---- ENTRIES
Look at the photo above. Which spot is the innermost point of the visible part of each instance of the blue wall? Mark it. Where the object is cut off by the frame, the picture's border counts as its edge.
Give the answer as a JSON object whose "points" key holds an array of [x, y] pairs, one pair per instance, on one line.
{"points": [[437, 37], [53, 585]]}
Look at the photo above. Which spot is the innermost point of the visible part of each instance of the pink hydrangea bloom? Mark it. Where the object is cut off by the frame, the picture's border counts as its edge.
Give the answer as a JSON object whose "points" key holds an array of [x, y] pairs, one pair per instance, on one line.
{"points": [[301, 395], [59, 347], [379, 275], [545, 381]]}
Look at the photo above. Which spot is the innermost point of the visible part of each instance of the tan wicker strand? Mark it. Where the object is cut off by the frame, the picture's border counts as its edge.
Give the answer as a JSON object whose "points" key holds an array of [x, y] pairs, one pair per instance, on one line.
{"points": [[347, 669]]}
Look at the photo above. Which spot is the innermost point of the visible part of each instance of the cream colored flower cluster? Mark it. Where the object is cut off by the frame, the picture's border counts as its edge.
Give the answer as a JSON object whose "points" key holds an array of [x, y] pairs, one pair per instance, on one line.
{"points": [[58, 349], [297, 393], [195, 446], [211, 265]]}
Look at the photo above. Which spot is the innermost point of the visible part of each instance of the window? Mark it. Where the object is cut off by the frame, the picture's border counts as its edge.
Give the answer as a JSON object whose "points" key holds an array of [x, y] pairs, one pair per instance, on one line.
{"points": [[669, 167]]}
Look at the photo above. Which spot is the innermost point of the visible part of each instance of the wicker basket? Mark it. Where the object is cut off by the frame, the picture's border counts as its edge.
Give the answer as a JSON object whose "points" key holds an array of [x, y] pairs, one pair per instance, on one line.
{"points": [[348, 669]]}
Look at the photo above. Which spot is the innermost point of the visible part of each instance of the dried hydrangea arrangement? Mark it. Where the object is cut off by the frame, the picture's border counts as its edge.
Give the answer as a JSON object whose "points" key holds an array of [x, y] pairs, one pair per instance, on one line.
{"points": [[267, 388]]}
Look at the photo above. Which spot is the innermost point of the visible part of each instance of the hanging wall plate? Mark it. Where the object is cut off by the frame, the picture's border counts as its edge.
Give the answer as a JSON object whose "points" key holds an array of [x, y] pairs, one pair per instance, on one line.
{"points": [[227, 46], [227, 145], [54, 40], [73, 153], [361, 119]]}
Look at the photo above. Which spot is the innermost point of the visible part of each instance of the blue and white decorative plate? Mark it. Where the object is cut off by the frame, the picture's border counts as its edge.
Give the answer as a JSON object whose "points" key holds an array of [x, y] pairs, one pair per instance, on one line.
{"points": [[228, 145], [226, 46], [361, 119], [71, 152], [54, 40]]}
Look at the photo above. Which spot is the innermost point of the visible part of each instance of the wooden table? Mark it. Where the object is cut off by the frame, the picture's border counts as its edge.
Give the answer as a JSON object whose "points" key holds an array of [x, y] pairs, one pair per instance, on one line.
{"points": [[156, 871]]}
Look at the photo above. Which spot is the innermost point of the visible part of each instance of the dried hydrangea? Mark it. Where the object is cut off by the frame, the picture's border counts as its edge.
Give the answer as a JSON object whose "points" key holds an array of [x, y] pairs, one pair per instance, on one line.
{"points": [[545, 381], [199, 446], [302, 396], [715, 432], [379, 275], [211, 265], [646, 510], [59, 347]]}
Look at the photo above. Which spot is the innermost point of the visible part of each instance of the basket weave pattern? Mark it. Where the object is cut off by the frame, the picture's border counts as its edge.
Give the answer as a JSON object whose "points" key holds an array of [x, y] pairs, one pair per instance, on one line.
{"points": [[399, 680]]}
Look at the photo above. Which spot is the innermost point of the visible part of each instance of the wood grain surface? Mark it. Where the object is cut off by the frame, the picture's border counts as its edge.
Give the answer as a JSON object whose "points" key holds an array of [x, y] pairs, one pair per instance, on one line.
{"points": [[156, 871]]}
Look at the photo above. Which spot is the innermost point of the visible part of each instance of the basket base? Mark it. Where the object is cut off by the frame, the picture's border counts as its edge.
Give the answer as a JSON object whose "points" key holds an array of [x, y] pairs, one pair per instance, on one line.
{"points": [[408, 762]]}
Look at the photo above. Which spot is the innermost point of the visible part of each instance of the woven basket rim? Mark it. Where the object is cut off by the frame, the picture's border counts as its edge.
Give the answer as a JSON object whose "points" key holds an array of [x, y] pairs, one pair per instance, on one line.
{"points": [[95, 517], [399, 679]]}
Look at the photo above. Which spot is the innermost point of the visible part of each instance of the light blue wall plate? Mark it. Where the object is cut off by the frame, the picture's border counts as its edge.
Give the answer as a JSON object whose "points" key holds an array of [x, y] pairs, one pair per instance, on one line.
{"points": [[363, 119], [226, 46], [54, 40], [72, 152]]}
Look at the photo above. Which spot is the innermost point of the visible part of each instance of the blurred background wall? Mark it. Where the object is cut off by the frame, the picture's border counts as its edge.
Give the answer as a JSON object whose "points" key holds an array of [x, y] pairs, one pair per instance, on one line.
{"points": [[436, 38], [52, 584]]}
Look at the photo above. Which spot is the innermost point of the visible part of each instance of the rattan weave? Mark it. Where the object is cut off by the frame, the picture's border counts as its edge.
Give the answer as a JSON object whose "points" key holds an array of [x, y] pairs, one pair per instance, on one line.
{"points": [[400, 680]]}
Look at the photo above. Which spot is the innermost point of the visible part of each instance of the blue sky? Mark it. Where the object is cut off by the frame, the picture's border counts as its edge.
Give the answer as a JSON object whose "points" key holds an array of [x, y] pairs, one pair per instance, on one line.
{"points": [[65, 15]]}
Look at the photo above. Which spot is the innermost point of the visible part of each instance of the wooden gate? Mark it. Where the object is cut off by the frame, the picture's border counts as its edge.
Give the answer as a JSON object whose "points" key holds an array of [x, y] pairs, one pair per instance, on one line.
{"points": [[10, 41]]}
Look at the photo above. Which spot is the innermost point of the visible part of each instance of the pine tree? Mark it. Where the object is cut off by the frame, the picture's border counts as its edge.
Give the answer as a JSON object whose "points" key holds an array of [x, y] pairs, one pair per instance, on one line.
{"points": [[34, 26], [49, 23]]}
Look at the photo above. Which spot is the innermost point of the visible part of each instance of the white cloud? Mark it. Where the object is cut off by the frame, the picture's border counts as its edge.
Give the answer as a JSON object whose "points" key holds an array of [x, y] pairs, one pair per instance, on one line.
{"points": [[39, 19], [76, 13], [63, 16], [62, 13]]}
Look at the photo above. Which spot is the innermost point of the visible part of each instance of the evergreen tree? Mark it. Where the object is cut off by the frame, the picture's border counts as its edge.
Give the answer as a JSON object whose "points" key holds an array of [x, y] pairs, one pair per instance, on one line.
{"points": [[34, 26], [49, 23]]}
--------
[GOAL OF THE EXERCISE]: Copy down the whole of the data above, matching it exactly.

[OUTPUT FOR THIS TASK]:
Look at the photo above. Which spot is the innermost point of the visible part of each instance of the blue wall? Mark it. Where the object is cut off by the frame, the picture's border counts as its edge.
Give the answer as a JSON object whose "points" key holds an array of [x, y] pairs, one pair per instance, on one line.
{"points": [[437, 37], [53, 585]]}
Look at the photo above. Which spot is the innermost point of the visible part of each instance of the pink hydrangea bloom? Mark it. Where the object is cut off by the frame, the picture's border counts as its edge.
Give the answer as a JSON object whose "points" key holds an array of [x, y] pairs, one pair per instance, on one line.
{"points": [[301, 395], [59, 347], [379, 275], [545, 381]]}
Look at the photo above. Which spot is the innermost point of the visible part of each instance of the tan wicker strand? Mark it. Where the object is cut off by the frame, the picture's border counts as its edge.
Give the answer as a JSON object whose "points" key holds an array of [x, y] pairs, one pair per instance, on one line.
{"points": [[347, 669]]}
Look at the photo above. Which spot is the innermost point of the visible part of each instance of the cream colored flower cluster? Mark it. Where the object is cut off by the frame, the picture's border counts as its edge.
Give the answer as a JSON object whose "points" key holds an array of [x, y] pairs, one pair per instance, on one line.
{"points": [[58, 349], [297, 393], [195, 446], [211, 265]]}
Look at the photo above. Which spot is the innermost point of the visible part of each instance of the window? Mark it. Where the object is cut off by the frame, the picture's border counts as its edge.
Give the answer as a JSON object whose "points" key holds an array of [x, y] pairs, one pair per instance, on one line.
{"points": [[669, 167]]}
Look at the photo above. Which spot is the innermost point of the visible part of each instance of the wicker basket? Mark it. Where the object is cut off by the frame, the picture's border counts as its edge.
Give the answer as a JSON object whose "points" key holds an array of [x, y] pairs, one pair per instance, on one line.
{"points": [[348, 669]]}
Look at the photo above. Which spot is the innermost point of the visible part of each instance of the dried hydrangea arrangement? Mark it. Where the object is cut off by the frame, the picture's border counts as its edge.
Give the answer as a JSON object whose "points" key holds an array of [x, y] pairs, one pair per instance, on one line.
{"points": [[267, 388]]}
Look at the photo above. Which spot is the innermost point of the visible part of each instance of the hanging wall plate? Mark it. Where the object is cut off by the frame, the picture's border counts as its edge.
Give the answer as a JSON object whose "points" key holds an array of [x, y] pairs, one pair per instance, on one line.
{"points": [[227, 46], [227, 145], [54, 40], [73, 153], [361, 119]]}
Look at the photo above. Which spot is the innermost point of the visible part of each instance of the blue and white decorative plate? Mark it. Where the object is cut off by the frame, the picture's border counts as its edge.
Give the answer as a JSON object whose "points" key holds an array of [x, y] pairs, one pair per instance, on one line.
{"points": [[228, 145], [226, 46], [361, 119], [71, 152], [54, 40]]}
Look at the photo above. Which spot is the innermost point of the visible part of each instance of the wooden table? Mark it. Where the object is cut off by the frame, the picture's border counts as its edge.
Give the answer as a JSON object whose "points" key holds an array of [x, y] pairs, one pair per instance, on one line.
{"points": [[156, 871]]}
Look at the photo above. Which spot is the innermost point of the visible part of each instance of the dried hydrangea? Mark it. Where the object is cut off by the frame, the picture's border counts as its edge.
Give the answer as a JSON object whose "points" key holds an array of [x, y] pairs, one pair per instance, on one line.
{"points": [[545, 381], [199, 446], [302, 396], [715, 432], [379, 275], [211, 265], [646, 510], [59, 347]]}
Look at the photo above. Which spot is the innermost point of the visible part of each instance of the basket weave pattern? Mark it. Where the object is cut off by the frame, the picture's border counts as its edge.
Give the answer as a JSON object whose "points" key holds an array of [x, y] pairs, one pair per instance, on one line.
{"points": [[399, 680]]}
Look at the photo above. Which spot is the innermost point of the visible part of each instance of the wood grain surface? Mark it. Where the object is cut off by the frame, the picture's border counts as its edge.
Give the answer as a JSON object whose "points" key holds an array of [x, y] pairs, one pair per instance, on one line.
{"points": [[156, 871]]}
Look at the photo above. Which spot is the innermost point of the visible part of each instance of the basket base? Mark it. Where the object is cut off by the frame, the picture's border counts as its edge.
Give the answer as a JSON object whose "points" key holds an array of [x, y] pairs, one pair per instance, on one line.
{"points": [[408, 762]]}
Look at the photo above. Which spot is the innermost point of the visible part of each instance of the woven basket rim? Mark it. Where the object is cut off by the frame, the picture's border counts as its edge.
Give the answer as a JSON object whose "points" key holds an array of [x, y] pairs, one pair per instance, on one line.
{"points": [[95, 517], [399, 679]]}
Look at the photo above. Which spot is the innermost point of the visible part of each instance of the light blue wall plate? Mark it. Where the object is cut off by the frame, the picture's border counts as its edge.
Give the answer as a JSON object whose "points" key holds an array of [x, y] pairs, one pair per instance, on one line.
{"points": [[363, 119], [226, 46], [54, 40], [72, 152]]}
Look at the photo above. Which spot is the innermost point of the visible part of each instance of the blurred background wall? Mark it. Where the object is cut off by the frame, the picture's border counts as its edge.
Give the answer as a JSON object whose "points" key holds an array of [x, y] pairs, one pair per instance, on one line.
{"points": [[436, 38], [52, 584]]}
Look at the photo above. Which spot is the innermost point of the visible part of each instance of the rattan weave? Mark it. Where the object is cut off by the frame, the picture's border counts as its edge.
Give the answer as a JSON object whose "points" key holds an array of [x, y] pairs, one pair per instance, on one line.
{"points": [[400, 680]]}
Look at the photo above. Which spot is the innermost point of the visible part of each instance of the blue sky? Mark it. Where the object is cut off by the frame, the picture's border counts as its edge.
Give the answer as a JSON object whose "points" key holds an array of [x, y] pairs, one pair per instance, on one line.
{"points": [[65, 15]]}
Look at the photo above. Which spot is the innermost point of the visible part of each instance of the wooden gate? Mark it. Where the object is cut off by the frame, the picture's border counts as its edge.
Give the answer as a JSON object whose "points" key holds an array of [x, y] pairs, one pair per instance, on one line.
{"points": [[10, 41]]}
Look at the photo above. Which spot is the innermost point of the visible part of each instance of the pine tree? Mark it. Where the object is cut off by the frame, the picture's border counts as its edge.
Give the answer as a JSON object whose "points" key holds an array of [x, y] pairs, one pair per instance, on one line.
{"points": [[34, 26], [49, 23]]}
Look at the photo above. Which spot is the innermost point of the visible part of each instance of the white cloud? Mark it. Where the object is cut off by the frame, the picture's border counts as its edge.
Give the answer as a JSON object whose "points" key holds an array of [x, y] pairs, one pair per instance, on one line.
{"points": [[39, 19], [76, 13], [63, 16], [62, 13]]}
Look at the photo above. Which spot is the innermost point of the visible part of each instance of the evergreen tree? Mark it. Where the object is cut off by the frame, the picture's border counts as its edge.
Give the answer as a JSON object whose "points" key holds an array of [x, y] pairs, one pair per instance, on one line.
{"points": [[34, 26], [49, 23]]}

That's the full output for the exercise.